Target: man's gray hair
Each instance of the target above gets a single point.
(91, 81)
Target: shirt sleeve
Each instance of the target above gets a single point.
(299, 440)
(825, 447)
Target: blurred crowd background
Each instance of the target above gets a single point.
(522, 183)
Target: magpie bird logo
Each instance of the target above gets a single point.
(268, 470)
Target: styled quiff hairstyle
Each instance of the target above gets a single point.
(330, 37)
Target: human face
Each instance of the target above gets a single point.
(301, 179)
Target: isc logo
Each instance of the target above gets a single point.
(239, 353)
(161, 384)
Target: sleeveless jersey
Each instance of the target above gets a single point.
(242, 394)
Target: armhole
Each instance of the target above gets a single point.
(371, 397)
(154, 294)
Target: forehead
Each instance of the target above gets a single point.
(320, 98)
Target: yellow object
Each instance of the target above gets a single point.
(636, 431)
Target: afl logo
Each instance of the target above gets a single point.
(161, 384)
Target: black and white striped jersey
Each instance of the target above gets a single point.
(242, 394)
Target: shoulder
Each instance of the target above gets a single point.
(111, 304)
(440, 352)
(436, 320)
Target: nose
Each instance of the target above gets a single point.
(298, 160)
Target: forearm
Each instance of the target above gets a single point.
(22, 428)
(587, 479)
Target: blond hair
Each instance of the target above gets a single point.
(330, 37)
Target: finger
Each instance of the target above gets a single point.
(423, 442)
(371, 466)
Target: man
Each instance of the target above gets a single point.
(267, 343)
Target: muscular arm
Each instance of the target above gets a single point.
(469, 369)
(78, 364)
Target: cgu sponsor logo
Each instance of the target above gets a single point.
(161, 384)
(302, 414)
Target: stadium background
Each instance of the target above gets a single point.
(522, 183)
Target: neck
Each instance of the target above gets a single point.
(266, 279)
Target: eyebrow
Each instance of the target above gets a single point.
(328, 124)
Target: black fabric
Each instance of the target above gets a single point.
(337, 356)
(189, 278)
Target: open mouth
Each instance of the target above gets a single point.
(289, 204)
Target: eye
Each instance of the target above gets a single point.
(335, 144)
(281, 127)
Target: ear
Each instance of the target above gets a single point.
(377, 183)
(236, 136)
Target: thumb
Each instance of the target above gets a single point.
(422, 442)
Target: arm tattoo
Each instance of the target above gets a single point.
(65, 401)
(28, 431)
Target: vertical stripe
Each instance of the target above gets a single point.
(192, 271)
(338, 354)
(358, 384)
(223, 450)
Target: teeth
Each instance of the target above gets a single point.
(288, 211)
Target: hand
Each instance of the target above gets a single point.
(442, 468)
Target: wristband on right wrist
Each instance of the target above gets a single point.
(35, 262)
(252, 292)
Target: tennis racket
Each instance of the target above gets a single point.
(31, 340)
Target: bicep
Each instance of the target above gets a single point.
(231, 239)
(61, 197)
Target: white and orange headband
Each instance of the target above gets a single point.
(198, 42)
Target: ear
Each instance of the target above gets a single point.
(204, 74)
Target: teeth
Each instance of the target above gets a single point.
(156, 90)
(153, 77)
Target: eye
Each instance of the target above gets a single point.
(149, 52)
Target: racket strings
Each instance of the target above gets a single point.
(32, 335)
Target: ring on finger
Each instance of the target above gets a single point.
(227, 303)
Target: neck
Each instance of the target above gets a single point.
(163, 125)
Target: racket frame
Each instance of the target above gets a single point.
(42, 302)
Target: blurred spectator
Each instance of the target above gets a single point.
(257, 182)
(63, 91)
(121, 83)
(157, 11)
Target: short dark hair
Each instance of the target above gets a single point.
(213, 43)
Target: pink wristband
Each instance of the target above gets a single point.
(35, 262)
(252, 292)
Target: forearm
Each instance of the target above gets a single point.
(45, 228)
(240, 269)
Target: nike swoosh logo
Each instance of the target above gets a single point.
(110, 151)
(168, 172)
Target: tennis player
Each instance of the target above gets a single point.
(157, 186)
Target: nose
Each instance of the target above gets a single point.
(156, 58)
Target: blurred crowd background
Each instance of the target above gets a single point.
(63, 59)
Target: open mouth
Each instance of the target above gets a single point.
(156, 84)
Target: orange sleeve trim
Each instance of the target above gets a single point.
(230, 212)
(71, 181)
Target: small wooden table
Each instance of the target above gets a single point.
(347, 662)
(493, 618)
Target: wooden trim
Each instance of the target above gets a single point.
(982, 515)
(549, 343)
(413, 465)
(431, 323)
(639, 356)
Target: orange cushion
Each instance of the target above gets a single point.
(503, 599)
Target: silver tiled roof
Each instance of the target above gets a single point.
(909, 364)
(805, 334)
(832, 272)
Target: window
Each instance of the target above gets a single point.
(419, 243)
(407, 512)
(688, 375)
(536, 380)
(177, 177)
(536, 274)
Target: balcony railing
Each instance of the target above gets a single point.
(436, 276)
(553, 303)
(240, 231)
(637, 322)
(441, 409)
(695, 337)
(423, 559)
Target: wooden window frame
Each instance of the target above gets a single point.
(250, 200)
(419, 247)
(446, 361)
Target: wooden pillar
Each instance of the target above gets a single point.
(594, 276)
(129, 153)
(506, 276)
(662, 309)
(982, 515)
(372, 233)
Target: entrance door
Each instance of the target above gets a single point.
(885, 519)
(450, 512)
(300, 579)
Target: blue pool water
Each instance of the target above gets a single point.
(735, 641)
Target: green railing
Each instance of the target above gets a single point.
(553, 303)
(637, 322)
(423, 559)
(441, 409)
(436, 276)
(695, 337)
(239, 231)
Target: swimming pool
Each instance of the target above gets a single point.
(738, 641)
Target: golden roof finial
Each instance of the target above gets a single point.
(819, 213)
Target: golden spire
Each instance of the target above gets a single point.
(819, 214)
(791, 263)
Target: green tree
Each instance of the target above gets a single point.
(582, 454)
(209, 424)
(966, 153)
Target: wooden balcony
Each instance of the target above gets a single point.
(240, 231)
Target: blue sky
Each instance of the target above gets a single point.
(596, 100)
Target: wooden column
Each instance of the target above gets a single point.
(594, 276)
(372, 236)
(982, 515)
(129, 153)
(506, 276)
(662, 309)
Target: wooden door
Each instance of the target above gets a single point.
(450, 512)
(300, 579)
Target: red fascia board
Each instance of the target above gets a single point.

» **DESCRIPTION OF THE TASK**
Rewrite all the entries above, replacing "single point" with "single marker" and leaving everything else unchanged.

» **COMPLETE OUTPUT**
Target: man's gray hair
Each instance of the target above gets a single marker.
(91, 81)
Target: shirt sleeve
Each instance of the target above gets a single marker.
(299, 440)
(825, 447)
Target: blurred crowd background
Each instance of the target above gets a single marker.
(522, 183)
Target: magpie bird logo
Each instance of the target above gets a single marker.
(268, 470)
Target: styled quiff hairstyle
Each instance of the target above gets a single marker.
(330, 37)
Target: human face
Each instance of the target above gets a single marker.
(301, 179)
Target: isc logo
Each instance of the target above gets a single marker.
(239, 353)
(161, 384)
Target: sleeveless jersey
Each instance of the target above gets a single marker.
(242, 394)
Target: armhole
Each instance of the target above gets a single marker.
(371, 397)
(154, 294)
Target: forehead
Each instance of the target above gets a single marker.
(320, 98)
Target: yellow object
Each instance of the target above gets a single marker.
(636, 431)
Target: afl logo
Each instance of the target above gets a single marker.
(161, 384)
Target: black and white striped jersey
Each instance of the target above gets a single marker.
(242, 394)
Target: shoulder
Each instance of the target above gets a single marker.
(111, 304)
(440, 352)
(436, 320)
Target: nose
Each instance of the target above gets a single marker.
(298, 160)
Target: forearm
Each instance of the target above gets a single marker.
(22, 428)
(587, 479)
Target: blond hair
Each instance of the target above gets a single marker.
(330, 37)
Target: finger
Each instance of the target above gets a single marker.
(423, 442)
(371, 466)
Target: man
Each instance of the target above gets a single marker.
(267, 343)
Target: muscular arm
Each instance of the target above gets a single marker.
(469, 369)
(78, 364)
Target: cgu sponsor logo
Each instance of the target above gets a single marker.
(161, 384)
(302, 414)
Target: stadium background
Each instance of the target above gets a single marker.
(522, 183)
Target: neck
Each instance of the target above gets a single marker.
(266, 279)
Target: eyebrow
Each instance of the target above gets a single marker.
(328, 124)
Target: black fabric
Each instance of the target above gets a single marker.
(337, 356)
(189, 278)
Target: open mouth
Each instance of the target above gets a single marker.
(289, 204)
Target: eye
Each instance of the target above gets a single marker.
(335, 144)
(281, 127)
Target: ear
Each instance of the target above gets a single marker.
(377, 183)
(236, 136)
Target: thumb
Each instance of the target above gets a single marker.
(422, 442)
Target: arm tattoo
Each instance of the target above gets a single marker.
(65, 401)
(28, 431)
Target: vertical stripe
Each instance of the target above gets a single marker.
(192, 271)
(338, 354)
(358, 384)
(223, 450)
Target: teeth
Each instance of the target above gets a single marker.
(288, 211)
Target: hand
Each instance of the target above gets a single marker.
(442, 468)
Target: wristband on right wrist
Each instance of the target above gets a single marker.
(35, 262)
(252, 292)
Target: tennis racket
Each instance of the target above gets a single marker.
(31, 340)
Target: bicep
Each instance of the target above gets a single marker.
(231, 239)
(61, 197)
Target: white and orange headband
Each instance of the target above gets a single marker.
(198, 42)
Target: ear
Each instance of the target above gets a single marker.
(204, 74)
Target: teeth
Each instance of the target above gets a single marker.
(156, 90)
(153, 77)
Target: eye
Each instance of the target above gets a single marker.
(149, 52)
Target: racket strings
Each instance of the target above gets a single marker.
(32, 335)
Target: ring on finger
Each instance of the target above gets a single marker.
(227, 303)
Target: neck
Each instance of the target above gets a single marker.
(163, 125)
Target: racket frame
Each instance of the target above gets a single marker.
(42, 302)
Target: blurred spectator
Each instance of the target above gets a single marker.
(257, 182)
(63, 91)
(121, 83)
(157, 11)
Target: short dark hair
Each instance of the target above gets a single marker.
(213, 43)
Target: pink wristband
Each instance of the target above gets a single marker.
(35, 262)
(252, 292)
Target: forearm
Each instance of the target above gets a single marker.
(45, 228)
(240, 269)
Target: nike swoosh logo
Each instance of the target above gets a single marker.
(110, 151)
(168, 172)
Target: tennis player
Each instance of the target above gets a single marker.
(157, 186)
Target: nose
Each instance of the target above gets a single marker.
(156, 58)
Target: blurred crowd background
Each instance of the target above gets a single marker.
(63, 59)
Target: open mouth
Each instance of the target above gets a single marker.
(156, 84)
Target: orange sleeve trim
Each instance of the target above gets a single marker.
(230, 212)
(71, 181)
Target: small wooden table
Each instance of the target above gets a single marker.
(347, 662)
(493, 618)
Target: wooden trim
Each instance of the target above gets a single marker.
(982, 515)
(549, 343)
(413, 465)
(431, 323)
(639, 356)
Target: orange cushion
Each instance of the target above gets a single marker.
(503, 599)
Target: silver tiled roof
Each instance of the target above gets a single marker.
(909, 364)
(805, 334)
(832, 272)
Target: window
Each instance of the target above gets a single marker.
(419, 243)
(407, 512)
(688, 375)
(536, 380)
(177, 177)
(536, 274)
Target: balcony railing
Each instance of the target above gets a single marker.
(436, 276)
(553, 303)
(240, 231)
(637, 322)
(441, 409)
(695, 337)
(423, 559)
Target: wooden window frame
Each instance of the target above gets a single marker.
(250, 200)
(419, 247)
(446, 361)
Target: wooden pillar
Each instance of the target above gets a single marker.
(594, 276)
(129, 153)
(506, 276)
(662, 309)
(982, 515)
(372, 233)
Target: entrance door
Each instance of the target above gets a single marker.
(885, 519)
(450, 512)
(300, 579)
Target: blue pool water
Each instance of the target above gets a single marker.
(735, 641)
Target: green railing
Each instance of the target above gets a single marker.
(553, 303)
(637, 322)
(423, 559)
(441, 409)
(436, 276)
(695, 337)
(239, 231)
Target: swimming pool
Each instance of the target above gets a single marker.
(738, 641)
Target: golden roof finial
Each instance of the target above gets a single marker.
(819, 213)
Target: golden spire
Each instance of the target above gets a single marker.
(819, 214)
(791, 263)
Target: green tree
Each instance of the target above gets a single marker.
(582, 454)
(209, 424)
(966, 153)
Target: wooden balcony
Each instance of the target above gets a single marker.
(240, 231)
Target: blue sky
Each instance of the target above gets a single marker.
(596, 100)
Target: wooden column
Each instance of the target above gets a single marker.
(594, 276)
(372, 236)
(982, 515)
(129, 153)
(506, 276)
(662, 309)
Target: wooden door
Each instance of the target above gets a single marker.
(450, 512)
(300, 579)
Target: red fascia board
Each instance of the target above gets a single marker.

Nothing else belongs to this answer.